** RECORDS FOR PROCESSING follows **

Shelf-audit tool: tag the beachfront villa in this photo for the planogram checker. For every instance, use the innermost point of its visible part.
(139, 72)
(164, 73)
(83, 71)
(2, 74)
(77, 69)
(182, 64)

** End of RECORDS FOR PROCESSING **

▸ PROBLEM STATEMENT: Line by line, copy the entries above exactly as they appear.

▸ SOLUTION BELOW:
Shelf-audit tool: tag the beachfront villa in this photo for the planogram checker. For every instance, use the innermost point of its visible part.
(139, 72)
(164, 73)
(83, 71)
(2, 74)
(77, 69)
(182, 64)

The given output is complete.